WHAT TO WORK ON:
1. Translate this sentence from the hotel comment thread below into Spanish: "Our daughter actually enjoyed the adventure with some help from her parents and the hotel staff."
2. In the hotel comment thread below, what event does the commenter who writes "What a dilemma!" say the situation calls to mind?

Is that too much compensation considering we were ultimately given a choice to switch properties into a lesser quality but probably still reasonable room replacement?



  1. Just take the points back and be happy you have them to rebook a night in the future (or if you want to go back to SF, maybe they could comp you a suite at the Regis in the future instead),

  2. I am sorry, but you are a spoiled person and bad example to your daughter. You must have a suit? When was the last time you went on camping? Your world is just me me me me.
    When was the last time you volunteered somewhere? How compassion are you to animals and care about the environment?
    Your daughter is afraid of the dark? What do you know, there was no light until some 150 years ago. Play games with her. Educate her that it is not the end of the word.
    The point is simple, doesn’t work? Even the worst option that was offered to you was probably the best night 99.9% of the people will never enjoy!

    1. G, no doubt these are first world problems. 🙂

      Our daughter actually enjoyed the adventure with some help from her parents and the hotel staff. It just took a bit for her to warm up. 🙂

  3. What a dilemma! A perfect night planned but seemingly ruined by forces beyond anyone’s control. Rather reminds me of the Super Bowl power outage.
    I believe the hotel did as much as it possibly could to ‘make this right’ for you. Granted, you all three lost a night’s sleep and suite (sweet) night turned into a sour experience, but the hotel did make amends…and your points were refunded.
    I call it even at this point. ( and I’m sorry your little one didn’t have a good time – truly).

    1. Susan, she did end up having a bit of fun. It just took a little while to get her warmed up. All in all, I felt pretty fine with the way the hotel handled everything.

  4. In the case of a natural disaster or other major calamity, where power is out across a city, it’s reasonable for hotels to charge for the shelter they’re providing.

    Outside of such extraordinary circumstances, normal St. Regis brand standards apply. One of those brand standards is that every St. Regis hotel shall provide its guests with electricity. And with heating or air conditioning (seasonally appropriate).

EXTRACTED DATA:
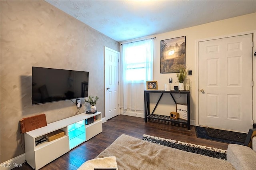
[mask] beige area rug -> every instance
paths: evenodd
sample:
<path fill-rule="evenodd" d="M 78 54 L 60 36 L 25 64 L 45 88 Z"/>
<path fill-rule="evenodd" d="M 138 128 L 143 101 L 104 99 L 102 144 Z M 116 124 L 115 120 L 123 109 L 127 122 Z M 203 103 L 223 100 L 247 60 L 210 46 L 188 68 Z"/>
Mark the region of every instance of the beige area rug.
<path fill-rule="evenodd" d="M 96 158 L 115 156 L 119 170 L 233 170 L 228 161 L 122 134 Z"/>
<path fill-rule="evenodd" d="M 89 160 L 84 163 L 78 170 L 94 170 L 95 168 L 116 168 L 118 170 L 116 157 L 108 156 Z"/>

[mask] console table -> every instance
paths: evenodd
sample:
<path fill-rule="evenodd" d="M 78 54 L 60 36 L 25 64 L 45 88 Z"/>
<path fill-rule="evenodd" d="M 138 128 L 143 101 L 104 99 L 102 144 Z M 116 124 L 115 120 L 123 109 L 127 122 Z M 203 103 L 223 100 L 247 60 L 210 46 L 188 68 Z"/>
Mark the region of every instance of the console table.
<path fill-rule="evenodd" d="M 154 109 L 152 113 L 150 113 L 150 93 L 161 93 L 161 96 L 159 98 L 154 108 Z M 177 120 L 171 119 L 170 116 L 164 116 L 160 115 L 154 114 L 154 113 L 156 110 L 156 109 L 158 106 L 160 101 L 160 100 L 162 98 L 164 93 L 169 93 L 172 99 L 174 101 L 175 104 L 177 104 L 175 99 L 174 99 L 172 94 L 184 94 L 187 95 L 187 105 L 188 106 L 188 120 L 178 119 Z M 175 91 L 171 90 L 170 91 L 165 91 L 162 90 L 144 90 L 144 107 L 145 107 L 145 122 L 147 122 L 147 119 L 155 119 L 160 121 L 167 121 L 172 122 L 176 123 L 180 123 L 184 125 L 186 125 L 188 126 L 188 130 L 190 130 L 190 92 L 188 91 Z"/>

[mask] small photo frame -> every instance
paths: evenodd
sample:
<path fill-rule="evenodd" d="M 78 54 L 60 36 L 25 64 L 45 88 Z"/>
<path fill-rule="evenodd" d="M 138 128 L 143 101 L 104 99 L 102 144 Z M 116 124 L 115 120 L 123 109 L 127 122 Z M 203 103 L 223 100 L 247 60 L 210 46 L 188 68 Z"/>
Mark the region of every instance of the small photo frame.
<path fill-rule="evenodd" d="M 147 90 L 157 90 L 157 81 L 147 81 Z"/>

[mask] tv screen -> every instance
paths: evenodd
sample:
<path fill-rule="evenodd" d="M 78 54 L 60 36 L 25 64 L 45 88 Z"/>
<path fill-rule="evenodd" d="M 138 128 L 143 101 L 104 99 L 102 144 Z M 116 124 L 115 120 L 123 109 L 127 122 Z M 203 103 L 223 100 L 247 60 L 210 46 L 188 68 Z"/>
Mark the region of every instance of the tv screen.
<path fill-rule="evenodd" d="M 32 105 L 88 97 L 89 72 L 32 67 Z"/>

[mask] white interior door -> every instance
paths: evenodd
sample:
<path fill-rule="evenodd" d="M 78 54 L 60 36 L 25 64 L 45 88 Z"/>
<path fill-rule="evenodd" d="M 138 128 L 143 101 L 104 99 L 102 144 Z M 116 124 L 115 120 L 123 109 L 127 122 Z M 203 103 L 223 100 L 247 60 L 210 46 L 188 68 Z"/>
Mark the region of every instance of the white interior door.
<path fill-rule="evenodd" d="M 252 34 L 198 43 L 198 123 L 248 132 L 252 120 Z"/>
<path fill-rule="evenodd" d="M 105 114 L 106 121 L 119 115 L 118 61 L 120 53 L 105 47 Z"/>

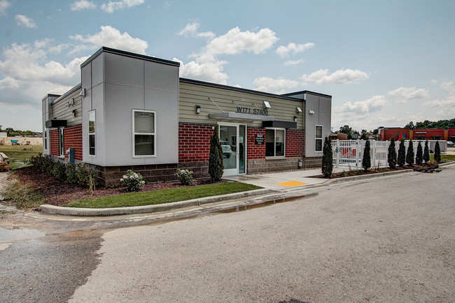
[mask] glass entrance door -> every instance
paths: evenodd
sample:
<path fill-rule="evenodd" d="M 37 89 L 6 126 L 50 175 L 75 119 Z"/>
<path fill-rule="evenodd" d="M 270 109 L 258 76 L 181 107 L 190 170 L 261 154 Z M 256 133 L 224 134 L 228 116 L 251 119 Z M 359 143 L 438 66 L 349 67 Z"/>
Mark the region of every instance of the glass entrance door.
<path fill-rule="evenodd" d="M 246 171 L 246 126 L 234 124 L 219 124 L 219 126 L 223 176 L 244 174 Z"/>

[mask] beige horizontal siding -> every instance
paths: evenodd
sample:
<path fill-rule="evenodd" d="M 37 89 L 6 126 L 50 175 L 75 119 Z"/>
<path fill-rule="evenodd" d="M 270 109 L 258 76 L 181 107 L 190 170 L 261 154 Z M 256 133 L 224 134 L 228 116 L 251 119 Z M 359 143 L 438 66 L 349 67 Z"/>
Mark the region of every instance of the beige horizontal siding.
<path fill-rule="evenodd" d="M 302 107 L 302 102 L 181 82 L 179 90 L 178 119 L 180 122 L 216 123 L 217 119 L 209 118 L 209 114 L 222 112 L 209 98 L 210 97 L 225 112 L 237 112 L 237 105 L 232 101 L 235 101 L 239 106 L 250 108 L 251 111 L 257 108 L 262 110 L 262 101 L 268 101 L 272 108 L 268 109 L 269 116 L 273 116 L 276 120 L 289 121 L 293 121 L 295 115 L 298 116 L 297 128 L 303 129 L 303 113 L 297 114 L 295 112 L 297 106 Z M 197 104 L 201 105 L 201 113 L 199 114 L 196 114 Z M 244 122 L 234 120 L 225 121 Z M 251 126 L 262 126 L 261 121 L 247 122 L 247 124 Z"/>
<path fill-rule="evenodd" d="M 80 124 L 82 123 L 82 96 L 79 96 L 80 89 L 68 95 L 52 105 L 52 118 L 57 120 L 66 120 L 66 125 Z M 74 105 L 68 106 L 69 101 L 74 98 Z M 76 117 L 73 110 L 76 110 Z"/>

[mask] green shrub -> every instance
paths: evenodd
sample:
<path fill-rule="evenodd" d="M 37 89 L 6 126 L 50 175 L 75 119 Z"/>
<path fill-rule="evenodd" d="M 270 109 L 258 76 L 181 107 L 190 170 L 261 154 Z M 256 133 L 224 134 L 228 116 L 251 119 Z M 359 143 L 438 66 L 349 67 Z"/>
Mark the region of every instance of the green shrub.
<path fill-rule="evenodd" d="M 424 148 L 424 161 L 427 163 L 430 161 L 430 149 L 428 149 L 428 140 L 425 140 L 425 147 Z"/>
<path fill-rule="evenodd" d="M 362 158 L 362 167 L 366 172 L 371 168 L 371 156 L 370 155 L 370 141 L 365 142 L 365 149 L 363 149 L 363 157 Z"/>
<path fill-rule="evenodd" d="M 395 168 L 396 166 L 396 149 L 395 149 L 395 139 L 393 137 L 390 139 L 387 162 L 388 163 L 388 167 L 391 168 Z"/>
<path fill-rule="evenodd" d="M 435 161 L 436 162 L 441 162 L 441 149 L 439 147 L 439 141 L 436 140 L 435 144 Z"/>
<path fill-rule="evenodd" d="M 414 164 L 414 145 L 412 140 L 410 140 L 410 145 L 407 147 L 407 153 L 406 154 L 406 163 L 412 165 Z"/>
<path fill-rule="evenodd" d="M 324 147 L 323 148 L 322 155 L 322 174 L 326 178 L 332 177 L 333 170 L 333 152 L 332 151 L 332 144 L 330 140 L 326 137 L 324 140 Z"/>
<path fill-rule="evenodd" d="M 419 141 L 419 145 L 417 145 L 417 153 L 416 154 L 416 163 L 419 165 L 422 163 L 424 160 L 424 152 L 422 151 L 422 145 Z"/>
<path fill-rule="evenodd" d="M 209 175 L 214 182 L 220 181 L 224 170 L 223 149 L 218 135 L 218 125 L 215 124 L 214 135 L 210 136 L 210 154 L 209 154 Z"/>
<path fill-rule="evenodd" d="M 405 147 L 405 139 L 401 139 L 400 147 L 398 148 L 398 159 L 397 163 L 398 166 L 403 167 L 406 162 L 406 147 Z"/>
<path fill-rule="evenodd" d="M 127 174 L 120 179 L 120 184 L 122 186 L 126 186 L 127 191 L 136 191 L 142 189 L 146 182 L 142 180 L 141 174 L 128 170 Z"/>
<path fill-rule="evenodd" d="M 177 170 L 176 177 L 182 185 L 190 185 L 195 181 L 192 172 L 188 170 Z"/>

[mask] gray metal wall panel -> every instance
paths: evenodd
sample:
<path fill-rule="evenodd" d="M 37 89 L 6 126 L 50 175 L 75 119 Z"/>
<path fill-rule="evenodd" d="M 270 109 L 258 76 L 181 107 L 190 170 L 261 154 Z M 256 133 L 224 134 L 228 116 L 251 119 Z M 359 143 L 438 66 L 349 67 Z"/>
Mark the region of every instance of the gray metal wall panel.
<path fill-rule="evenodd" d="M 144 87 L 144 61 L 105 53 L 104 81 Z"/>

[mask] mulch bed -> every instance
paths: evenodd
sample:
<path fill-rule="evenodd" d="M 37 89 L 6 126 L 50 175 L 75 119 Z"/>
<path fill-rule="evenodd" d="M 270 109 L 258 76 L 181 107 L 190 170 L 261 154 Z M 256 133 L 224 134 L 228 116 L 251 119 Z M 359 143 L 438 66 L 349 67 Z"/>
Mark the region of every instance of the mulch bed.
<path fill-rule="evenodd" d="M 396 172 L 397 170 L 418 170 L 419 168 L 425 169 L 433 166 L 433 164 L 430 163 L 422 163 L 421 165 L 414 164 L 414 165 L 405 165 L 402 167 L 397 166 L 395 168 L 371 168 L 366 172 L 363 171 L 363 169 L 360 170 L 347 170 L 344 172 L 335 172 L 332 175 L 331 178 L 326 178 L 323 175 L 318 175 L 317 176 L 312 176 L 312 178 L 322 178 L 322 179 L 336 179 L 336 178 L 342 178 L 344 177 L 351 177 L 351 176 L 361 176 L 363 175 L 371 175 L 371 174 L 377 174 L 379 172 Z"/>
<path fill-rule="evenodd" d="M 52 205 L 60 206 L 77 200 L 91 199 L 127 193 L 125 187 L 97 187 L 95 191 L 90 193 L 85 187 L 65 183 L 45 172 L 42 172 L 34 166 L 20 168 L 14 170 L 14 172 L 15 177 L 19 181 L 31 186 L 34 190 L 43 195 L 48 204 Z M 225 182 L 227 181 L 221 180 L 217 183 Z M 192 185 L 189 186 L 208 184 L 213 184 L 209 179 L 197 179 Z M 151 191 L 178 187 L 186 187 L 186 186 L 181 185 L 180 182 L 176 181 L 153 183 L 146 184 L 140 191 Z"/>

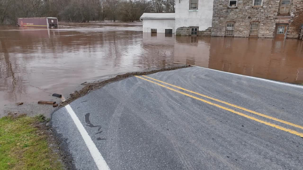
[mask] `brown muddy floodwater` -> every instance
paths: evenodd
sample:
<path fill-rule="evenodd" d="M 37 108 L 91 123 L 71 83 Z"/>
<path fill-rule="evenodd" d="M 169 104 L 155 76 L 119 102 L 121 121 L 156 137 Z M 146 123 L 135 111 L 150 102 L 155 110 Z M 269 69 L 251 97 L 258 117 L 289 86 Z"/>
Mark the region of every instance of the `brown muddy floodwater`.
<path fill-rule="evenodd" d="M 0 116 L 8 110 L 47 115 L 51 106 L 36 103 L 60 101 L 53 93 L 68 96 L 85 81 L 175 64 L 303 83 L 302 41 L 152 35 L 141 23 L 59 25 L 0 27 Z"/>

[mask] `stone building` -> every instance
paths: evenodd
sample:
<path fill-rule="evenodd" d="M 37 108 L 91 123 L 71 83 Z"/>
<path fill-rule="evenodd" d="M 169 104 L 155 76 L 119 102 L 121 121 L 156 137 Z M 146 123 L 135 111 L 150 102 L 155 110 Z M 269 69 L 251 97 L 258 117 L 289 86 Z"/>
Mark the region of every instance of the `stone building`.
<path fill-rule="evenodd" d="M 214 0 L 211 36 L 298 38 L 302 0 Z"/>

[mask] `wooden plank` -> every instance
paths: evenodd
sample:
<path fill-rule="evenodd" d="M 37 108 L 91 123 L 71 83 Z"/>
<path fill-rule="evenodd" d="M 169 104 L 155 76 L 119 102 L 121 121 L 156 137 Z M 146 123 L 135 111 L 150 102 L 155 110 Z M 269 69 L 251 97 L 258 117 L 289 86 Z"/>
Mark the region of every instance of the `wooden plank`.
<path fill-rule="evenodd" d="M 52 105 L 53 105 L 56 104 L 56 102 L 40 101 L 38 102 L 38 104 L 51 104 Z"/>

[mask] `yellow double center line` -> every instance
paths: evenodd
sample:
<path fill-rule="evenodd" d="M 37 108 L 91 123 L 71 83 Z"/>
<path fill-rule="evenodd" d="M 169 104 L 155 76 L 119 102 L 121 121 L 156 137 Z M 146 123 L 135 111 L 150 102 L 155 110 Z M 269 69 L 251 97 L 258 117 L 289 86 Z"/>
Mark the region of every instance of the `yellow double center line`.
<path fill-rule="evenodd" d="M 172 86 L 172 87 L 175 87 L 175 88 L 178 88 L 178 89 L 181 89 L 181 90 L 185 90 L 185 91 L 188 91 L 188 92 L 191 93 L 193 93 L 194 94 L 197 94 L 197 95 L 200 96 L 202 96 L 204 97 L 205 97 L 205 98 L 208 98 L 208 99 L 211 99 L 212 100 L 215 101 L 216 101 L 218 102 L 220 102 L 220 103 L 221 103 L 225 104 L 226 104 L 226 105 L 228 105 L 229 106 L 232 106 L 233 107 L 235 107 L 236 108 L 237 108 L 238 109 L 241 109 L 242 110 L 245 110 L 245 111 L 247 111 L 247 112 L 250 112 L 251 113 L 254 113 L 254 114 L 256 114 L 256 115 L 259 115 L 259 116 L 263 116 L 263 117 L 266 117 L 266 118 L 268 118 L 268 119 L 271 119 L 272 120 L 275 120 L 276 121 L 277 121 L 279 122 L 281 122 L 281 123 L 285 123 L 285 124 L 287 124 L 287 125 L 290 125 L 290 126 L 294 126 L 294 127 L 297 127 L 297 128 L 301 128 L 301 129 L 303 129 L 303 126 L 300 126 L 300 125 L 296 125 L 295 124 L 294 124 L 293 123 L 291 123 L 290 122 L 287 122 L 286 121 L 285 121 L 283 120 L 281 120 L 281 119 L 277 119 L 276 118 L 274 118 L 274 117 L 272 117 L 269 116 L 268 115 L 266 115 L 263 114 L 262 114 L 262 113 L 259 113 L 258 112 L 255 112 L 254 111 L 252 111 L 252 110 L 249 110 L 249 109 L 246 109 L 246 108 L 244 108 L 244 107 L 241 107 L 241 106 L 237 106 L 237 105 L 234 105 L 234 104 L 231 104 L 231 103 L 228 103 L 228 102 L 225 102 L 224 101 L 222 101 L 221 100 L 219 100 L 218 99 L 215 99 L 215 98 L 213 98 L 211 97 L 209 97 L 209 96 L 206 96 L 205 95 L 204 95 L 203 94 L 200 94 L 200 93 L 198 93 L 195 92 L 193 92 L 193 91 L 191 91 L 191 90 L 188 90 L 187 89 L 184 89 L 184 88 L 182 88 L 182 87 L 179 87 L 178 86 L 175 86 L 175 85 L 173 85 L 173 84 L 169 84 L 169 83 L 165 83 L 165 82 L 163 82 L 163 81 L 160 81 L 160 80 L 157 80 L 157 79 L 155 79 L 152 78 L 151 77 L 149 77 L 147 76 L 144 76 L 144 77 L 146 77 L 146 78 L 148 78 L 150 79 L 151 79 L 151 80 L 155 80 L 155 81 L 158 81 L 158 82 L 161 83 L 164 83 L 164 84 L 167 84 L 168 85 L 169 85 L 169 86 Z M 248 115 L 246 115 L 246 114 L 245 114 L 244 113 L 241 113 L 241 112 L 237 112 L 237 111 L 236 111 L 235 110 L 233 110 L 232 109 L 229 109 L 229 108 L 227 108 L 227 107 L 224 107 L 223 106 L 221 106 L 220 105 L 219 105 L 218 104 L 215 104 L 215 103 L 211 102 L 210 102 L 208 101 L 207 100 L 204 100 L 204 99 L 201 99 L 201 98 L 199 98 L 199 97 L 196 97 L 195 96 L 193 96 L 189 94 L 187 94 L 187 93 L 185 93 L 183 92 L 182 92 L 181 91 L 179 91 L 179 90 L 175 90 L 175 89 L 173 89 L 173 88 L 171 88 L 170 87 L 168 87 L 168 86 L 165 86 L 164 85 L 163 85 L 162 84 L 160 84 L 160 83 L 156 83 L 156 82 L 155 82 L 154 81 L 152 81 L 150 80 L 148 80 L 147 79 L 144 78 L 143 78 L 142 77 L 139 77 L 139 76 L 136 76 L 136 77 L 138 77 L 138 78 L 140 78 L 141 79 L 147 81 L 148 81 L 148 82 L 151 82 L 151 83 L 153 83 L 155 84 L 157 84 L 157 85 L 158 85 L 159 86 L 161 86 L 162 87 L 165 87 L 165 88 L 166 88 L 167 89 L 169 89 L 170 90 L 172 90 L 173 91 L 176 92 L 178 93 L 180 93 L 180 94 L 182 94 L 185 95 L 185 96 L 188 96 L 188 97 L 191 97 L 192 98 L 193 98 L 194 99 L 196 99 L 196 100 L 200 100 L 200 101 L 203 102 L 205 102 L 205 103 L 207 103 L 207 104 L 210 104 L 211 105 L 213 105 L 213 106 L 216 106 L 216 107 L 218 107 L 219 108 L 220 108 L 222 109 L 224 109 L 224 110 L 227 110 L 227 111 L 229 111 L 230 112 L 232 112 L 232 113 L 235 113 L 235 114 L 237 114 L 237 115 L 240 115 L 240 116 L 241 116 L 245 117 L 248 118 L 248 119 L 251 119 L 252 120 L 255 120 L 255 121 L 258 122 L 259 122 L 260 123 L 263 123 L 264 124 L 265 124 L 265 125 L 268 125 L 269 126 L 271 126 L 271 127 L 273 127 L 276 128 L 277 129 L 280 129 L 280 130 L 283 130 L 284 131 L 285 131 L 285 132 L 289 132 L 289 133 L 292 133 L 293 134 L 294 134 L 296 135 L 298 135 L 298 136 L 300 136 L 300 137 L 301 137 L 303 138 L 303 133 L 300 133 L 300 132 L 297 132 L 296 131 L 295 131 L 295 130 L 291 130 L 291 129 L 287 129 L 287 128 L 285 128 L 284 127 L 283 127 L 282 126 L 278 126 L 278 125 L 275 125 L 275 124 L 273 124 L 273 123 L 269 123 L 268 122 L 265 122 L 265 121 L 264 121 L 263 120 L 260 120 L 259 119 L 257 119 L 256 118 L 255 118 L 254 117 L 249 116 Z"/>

TASK ANSWERS:
1. Nuestra hija en realidad disfrutó la aventura con algo de ayuda de sus padres y del personal del hotel.

2. The Super Bowl power outage.